CHALLENGE:
Swap "tree branch" for "tree limb" in the stretch of the listing from the line containing "Where can the grey-brown" through the line containing "Where can the out-of-focus", and give only those lines back with nothing else changed.
** Start **
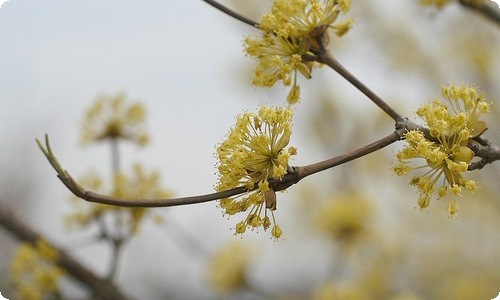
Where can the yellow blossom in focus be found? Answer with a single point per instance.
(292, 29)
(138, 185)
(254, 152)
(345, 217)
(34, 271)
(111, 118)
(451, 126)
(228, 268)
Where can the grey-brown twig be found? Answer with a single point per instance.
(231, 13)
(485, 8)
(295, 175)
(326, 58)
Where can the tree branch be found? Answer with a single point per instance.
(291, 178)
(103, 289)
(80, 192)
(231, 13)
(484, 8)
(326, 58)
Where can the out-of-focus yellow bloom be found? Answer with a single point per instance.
** End **
** Start **
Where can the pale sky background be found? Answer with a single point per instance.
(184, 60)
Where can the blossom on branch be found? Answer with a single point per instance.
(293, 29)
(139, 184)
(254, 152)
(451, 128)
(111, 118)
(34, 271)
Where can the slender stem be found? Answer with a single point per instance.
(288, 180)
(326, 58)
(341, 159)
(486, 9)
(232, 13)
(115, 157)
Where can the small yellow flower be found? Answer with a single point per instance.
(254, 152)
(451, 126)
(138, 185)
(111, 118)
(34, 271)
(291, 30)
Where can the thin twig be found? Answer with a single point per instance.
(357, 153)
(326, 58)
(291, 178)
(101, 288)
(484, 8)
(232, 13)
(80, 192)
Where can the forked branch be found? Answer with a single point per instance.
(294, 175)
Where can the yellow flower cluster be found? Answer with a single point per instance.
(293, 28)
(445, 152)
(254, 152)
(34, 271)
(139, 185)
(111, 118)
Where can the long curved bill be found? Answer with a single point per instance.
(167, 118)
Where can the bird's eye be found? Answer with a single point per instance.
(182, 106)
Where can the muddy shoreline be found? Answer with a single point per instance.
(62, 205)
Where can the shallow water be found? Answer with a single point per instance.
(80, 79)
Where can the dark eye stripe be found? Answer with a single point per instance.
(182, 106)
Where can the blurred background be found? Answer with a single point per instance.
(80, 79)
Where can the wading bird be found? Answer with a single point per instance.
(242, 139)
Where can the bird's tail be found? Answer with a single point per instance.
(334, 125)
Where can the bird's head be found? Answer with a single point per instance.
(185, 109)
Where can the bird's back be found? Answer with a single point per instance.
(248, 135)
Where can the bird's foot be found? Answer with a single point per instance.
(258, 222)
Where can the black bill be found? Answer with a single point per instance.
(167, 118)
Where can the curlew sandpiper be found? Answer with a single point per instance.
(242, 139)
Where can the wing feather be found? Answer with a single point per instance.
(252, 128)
** End **
OUTPUT BELOW:
Where can the grey-brown twig be found? Answer with a single point per instance.
(231, 13)
(485, 8)
(295, 175)
(326, 58)
Where can the tree limb be found? Answer with a single point per instance.
(291, 178)
(103, 289)
(80, 192)
(231, 13)
(484, 8)
(326, 58)
Where can the out-of-focus yellow bloom be found? Answer with a single point per instance.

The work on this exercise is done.